> Written request
Your task is to repeat all of the material exactly.

Named object pointing entries:
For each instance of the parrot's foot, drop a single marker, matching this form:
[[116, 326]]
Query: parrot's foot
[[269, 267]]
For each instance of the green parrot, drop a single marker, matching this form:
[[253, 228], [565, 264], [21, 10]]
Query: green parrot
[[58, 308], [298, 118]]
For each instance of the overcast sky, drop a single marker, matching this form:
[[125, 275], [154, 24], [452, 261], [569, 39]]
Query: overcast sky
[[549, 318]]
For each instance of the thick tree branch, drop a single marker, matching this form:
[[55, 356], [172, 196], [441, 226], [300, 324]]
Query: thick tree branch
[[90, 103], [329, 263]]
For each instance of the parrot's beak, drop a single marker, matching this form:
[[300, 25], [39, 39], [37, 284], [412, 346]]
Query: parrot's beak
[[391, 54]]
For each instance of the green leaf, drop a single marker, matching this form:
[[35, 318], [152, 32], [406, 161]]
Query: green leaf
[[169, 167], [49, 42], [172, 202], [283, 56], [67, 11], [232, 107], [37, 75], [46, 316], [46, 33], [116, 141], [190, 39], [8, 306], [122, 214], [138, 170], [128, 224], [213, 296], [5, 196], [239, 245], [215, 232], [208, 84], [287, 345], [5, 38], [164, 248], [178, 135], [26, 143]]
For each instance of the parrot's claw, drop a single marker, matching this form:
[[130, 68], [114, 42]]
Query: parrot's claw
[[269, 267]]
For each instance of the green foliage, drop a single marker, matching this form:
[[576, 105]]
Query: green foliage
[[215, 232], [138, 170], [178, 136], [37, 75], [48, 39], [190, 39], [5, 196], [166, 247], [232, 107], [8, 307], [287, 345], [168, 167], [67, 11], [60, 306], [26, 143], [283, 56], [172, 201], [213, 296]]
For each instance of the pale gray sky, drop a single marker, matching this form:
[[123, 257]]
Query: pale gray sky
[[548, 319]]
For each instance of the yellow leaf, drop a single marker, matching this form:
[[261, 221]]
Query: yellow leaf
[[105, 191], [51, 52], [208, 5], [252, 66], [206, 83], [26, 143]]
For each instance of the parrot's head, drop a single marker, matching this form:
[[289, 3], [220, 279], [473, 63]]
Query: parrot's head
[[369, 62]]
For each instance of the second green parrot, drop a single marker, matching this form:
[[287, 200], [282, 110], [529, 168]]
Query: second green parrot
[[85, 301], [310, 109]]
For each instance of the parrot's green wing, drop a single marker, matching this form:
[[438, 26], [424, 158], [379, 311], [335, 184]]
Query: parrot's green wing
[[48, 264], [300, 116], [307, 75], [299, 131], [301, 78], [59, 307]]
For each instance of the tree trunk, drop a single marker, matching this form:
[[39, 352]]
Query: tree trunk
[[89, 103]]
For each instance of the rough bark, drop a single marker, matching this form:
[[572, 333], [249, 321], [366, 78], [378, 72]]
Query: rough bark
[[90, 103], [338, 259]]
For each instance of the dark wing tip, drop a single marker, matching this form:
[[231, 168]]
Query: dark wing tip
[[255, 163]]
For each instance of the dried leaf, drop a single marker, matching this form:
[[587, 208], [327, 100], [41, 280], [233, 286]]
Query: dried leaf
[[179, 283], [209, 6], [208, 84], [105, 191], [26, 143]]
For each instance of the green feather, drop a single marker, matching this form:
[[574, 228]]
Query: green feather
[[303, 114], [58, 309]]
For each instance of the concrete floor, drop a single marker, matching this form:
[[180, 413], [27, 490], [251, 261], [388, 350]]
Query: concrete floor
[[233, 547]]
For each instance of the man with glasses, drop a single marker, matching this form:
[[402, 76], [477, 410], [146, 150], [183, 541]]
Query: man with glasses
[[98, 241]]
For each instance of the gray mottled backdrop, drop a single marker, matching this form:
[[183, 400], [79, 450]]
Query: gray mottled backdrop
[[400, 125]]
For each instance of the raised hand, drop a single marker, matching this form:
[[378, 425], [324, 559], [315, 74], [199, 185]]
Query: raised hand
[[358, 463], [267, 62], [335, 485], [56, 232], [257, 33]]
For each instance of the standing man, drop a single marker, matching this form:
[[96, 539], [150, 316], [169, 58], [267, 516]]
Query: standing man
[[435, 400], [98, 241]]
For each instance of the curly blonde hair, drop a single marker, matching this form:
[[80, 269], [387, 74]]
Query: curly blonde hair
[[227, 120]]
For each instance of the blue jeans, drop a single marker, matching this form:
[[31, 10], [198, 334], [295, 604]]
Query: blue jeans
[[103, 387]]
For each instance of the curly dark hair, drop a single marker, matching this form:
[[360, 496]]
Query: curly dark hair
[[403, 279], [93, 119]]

> Response to this exercise
For each instance of the parrot's foot, drop a single marker, matching this form:
[[116, 326]]
Query: parrot's foot
[[269, 267]]
For each instance of the green parrot, drop a single marker, matching this form:
[[253, 228], [565, 264], [21, 10]]
Query: green parrot
[[58, 308], [298, 118]]
For each instance of the overcast sky, drop a single marker, matching this form:
[[125, 275], [154, 24], [452, 261], [569, 39]]
Query: overcast sky
[[549, 318]]
For each instance of the thick tree branch, drop a single marker, matching this form:
[[55, 356], [172, 196], [441, 226], [300, 324]]
Query: thick tree branch
[[90, 103], [329, 263]]
For each instance of the parrot's beak, drop a single marker, matching this form:
[[300, 25], [39, 39], [37, 284], [412, 346]]
Query: parrot's beak
[[391, 54]]
For each instance of the green leaf, drop a single marker, matching this form:
[[35, 318], [152, 32], [406, 161]]
Query: green leaf
[[169, 167], [49, 42], [172, 202], [283, 56], [67, 11], [232, 107], [37, 75], [46, 316], [46, 33], [116, 141], [190, 39], [8, 306], [122, 214], [138, 170], [128, 224], [213, 296], [5, 196], [239, 245], [215, 232], [208, 84], [287, 345], [5, 38], [164, 248], [178, 135], [26, 143]]
For each instance of the parrot's claw, drop a single marker, matching this form:
[[130, 68], [114, 42]]
Query: parrot's claw
[[269, 267]]
For each instance of the green foliage, drop a single marker, matching this form:
[[576, 105]]
Query: green foliage
[[215, 232], [138, 170], [178, 136], [37, 75], [48, 39], [190, 39], [5, 196], [166, 247], [232, 107], [8, 307], [287, 345], [168, 167], [67, 11], [60, 306], [26, 143], [283, 56], [172, 201], [213, 296]]
For each instance of the pale gray sky, drop a single marker, matching this form:
[[123, 257]]
Query: pale gray sky
[[548, 319]]
For each instance of the yellow leaf, drop a single marker, matching this form:
[[261, 221]]
Query: yellow leaf
[[105, 191], [51, 52], [208, 5], [252, 66], [206, 83], [26, 143]]
For each instance of the parrot's head, drop a single marker, matching this form:
[[289, 3], [220, 279], [473, 63]]
Query: parrot's head
[[369, 62]]
For each instance of the second green parrot, drop a single marker, matching this form:
[[287, 200], [282, 110], [529, 168]]
Query: second green parrot
[[85, 301], [310, 109]]
For each instance of the parrot's green wing, drop a single marker, matching this form:
[[438, 26], [424, 158], [379, 311], [335, 184]]
Query: parrot's green wing
[[48, 264], [300, 116], [307, 75], [299, 131], [301, 78], [59, 307]]
For each instance of the tree trunk, drop a single marker, matching this form:
[[39, 352]]
Query: tree trunk
[[89, 103]]
For each instance of the rough bark, drop a single marker, matching this form:
[[572, 333], [249, 321], [366, 78], [378, 72]]
Query: rough bark
[[90, 103], [338, 259]]
For each instance of the dark wing tip, drop a single marker, matching this form:
[[231, 168]]
Query: dark wing tip
[[255, 163]]
For each instance of the dried leaf, drop a single marker, matching this form:
[[587, 208], [327, 100], [41, 280], [233, 286]]
Query: dried leaf
[[179, 283], [209, 6], [208, 84], [105, 191], [26, 143]]
For each instance of the green feather, drop a single marker, matching this form:
[[574, 228]]
Query: green feather
[[303, 114], [58, 309]]
For each instance of the concrete floor, drop a single marker, matching this form:
[[180, 413], [27, 490], [251, 261], [388, 350]]
Query: concrete floor
[[233, 547]]
For each instance of the man with glasses, drop a single marker, matching this form:
[[402, 76], [477, 410], [146, 150], [183, 541]]
Query: man with glasses
[[98, 241]]
For each instance of the gray mottled backdrop, drop a single marker, matching this form:
[[183, 400], [79, 450]]
Query: gray mottled backdrop
[[400, 125]]
For each instance of the raised hand, drop a single marker, matching this form:
[[378, 425], [324, 559], [315, 74], [199, 185]]
Query: raised hand
[[358, 463], [267, 62], [335, 485], [56, 232], [257, 33]]
For each instance of the standing man, drop a single marker, matching this form:
[[96, 539], [150, 316], [169, 58], [267, 516]]
Query: standing man
[[435, 400], [98, 241]]
For each instance of the curly blonde hair, drop a single marker, matching this form:
[[80, 269], [387, 74]]
Query: curly blonde hair
[[227, 120]]
For each instance of the blue jeans, drop a single marker, matching this form:
[[31, 10], [198, 334], [295, 604]]
Query: blue jeans
[[103, 387]]
For each instance of the curly dark hair, drop a single marker, matching this form:
[[360, 496]]
Query: curly dark hair
[[403, 279], [93, 119]]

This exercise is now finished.